_Written task_. Show every line in the rows below that contains the string "wall".

_Data rows_.
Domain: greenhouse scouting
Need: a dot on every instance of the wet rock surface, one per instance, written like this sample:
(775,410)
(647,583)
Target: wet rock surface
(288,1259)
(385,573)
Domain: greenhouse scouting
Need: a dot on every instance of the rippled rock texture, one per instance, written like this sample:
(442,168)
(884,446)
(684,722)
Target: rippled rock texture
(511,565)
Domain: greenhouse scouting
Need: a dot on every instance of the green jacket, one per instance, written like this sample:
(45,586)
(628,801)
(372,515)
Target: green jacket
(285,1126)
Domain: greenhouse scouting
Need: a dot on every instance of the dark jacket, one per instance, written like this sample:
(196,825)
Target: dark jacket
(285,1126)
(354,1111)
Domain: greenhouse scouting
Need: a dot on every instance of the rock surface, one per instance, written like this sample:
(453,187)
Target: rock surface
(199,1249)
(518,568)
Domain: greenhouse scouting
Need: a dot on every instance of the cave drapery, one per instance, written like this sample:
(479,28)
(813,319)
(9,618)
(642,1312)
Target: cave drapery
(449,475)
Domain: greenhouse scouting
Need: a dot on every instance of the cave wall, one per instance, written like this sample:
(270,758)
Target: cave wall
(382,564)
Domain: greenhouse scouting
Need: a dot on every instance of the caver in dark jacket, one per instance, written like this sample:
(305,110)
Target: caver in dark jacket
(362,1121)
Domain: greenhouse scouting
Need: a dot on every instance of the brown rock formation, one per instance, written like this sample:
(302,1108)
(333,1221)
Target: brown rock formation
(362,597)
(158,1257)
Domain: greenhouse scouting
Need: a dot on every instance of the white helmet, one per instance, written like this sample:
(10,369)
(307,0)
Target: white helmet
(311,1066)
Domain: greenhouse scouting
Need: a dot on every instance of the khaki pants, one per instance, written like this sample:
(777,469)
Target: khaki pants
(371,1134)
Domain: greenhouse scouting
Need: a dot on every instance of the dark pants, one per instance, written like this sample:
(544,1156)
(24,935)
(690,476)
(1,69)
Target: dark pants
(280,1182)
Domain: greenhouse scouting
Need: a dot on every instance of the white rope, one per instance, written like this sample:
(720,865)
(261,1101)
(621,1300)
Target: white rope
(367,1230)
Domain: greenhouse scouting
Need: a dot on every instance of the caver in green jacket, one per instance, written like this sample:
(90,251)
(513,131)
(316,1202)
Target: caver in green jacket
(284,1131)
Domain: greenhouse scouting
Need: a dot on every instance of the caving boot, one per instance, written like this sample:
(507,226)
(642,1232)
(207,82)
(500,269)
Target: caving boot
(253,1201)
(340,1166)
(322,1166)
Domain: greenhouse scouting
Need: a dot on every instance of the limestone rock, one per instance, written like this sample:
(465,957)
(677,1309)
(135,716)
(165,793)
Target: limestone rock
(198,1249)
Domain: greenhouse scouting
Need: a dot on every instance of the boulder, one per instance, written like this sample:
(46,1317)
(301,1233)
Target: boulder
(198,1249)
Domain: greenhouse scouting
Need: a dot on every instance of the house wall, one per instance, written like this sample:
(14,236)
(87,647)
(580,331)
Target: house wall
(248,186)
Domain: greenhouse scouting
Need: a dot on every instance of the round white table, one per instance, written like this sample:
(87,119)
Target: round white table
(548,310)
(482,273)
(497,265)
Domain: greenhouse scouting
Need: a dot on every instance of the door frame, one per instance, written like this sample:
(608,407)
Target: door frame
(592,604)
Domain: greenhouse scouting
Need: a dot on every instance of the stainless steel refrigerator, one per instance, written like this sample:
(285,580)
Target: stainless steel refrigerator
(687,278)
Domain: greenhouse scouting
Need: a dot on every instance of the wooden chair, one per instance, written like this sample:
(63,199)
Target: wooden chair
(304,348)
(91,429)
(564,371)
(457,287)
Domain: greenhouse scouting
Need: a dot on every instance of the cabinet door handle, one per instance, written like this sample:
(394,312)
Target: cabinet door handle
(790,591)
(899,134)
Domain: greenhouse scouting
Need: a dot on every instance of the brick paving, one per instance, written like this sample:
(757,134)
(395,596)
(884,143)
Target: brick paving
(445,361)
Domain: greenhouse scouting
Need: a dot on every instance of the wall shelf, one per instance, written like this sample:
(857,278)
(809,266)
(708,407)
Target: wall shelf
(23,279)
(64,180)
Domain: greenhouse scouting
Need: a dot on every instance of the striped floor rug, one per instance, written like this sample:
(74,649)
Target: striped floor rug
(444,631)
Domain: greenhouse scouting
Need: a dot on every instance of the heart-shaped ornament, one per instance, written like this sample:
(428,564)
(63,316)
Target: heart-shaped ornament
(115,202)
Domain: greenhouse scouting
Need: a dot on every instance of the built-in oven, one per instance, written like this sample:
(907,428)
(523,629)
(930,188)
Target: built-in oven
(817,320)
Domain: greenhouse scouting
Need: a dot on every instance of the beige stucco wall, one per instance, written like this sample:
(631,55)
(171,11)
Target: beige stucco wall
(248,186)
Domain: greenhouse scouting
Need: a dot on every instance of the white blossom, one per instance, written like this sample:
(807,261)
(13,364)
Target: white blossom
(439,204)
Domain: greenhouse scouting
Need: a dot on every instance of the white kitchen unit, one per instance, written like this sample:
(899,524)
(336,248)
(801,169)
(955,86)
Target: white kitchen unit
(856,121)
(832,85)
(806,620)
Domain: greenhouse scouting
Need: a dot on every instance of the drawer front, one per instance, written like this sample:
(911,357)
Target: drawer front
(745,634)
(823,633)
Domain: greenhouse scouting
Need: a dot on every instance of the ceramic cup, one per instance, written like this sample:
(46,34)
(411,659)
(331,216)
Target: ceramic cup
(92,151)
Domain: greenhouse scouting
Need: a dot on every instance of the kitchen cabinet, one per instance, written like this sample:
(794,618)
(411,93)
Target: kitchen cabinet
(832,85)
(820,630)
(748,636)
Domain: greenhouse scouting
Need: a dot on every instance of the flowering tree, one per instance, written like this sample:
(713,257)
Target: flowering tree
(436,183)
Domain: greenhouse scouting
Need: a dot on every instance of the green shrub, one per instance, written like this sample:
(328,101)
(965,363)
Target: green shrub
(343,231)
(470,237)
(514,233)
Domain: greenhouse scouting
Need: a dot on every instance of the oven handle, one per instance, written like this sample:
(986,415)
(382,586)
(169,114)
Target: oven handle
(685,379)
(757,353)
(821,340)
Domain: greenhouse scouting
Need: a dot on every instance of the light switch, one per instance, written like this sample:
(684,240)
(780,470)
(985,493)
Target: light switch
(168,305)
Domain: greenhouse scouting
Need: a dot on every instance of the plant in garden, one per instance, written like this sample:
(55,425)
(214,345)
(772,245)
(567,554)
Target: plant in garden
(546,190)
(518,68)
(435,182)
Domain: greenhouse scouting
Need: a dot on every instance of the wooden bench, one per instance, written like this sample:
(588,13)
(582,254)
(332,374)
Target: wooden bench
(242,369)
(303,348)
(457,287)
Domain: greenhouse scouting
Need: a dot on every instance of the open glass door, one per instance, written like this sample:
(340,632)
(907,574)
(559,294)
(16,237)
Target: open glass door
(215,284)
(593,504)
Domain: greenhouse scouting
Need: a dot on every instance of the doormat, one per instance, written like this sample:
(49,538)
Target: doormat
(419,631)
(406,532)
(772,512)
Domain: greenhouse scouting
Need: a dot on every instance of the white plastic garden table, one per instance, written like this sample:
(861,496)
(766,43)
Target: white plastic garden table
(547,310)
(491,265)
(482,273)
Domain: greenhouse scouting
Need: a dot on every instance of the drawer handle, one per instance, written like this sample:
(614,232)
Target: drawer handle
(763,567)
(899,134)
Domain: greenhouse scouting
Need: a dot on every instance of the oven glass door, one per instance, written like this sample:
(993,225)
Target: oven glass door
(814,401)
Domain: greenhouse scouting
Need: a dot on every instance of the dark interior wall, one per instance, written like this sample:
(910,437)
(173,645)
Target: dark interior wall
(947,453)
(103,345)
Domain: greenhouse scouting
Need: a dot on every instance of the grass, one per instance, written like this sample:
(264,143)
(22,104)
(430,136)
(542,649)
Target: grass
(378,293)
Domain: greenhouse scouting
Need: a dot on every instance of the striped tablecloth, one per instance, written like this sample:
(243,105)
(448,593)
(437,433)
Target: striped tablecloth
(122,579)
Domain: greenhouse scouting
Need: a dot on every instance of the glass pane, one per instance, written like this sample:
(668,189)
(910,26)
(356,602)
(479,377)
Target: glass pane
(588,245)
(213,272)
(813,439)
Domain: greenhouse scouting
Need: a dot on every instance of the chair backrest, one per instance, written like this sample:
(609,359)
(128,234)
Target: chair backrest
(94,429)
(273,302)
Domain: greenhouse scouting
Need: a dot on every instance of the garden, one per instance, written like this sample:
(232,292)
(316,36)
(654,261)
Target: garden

_Solution to this problem_.
Need: a dot on every instance of the cave wall, one per instance, written like this sample:
Target: cave wall
Need: a dot on every instance of the house wall, one per instance, written like this sample:
Target: house wall
Need: a dot on every instance of the wall shelf, one per instance, written like this sample:
Target: wall shelf
Need: a dot on every instance of the beige stucco wall, one per instance, written like this sample:
Target: beige stucco wall
Need: a dot on every instance of the dark interior wall, one per instance, written like this sample:
Target: dark interior wall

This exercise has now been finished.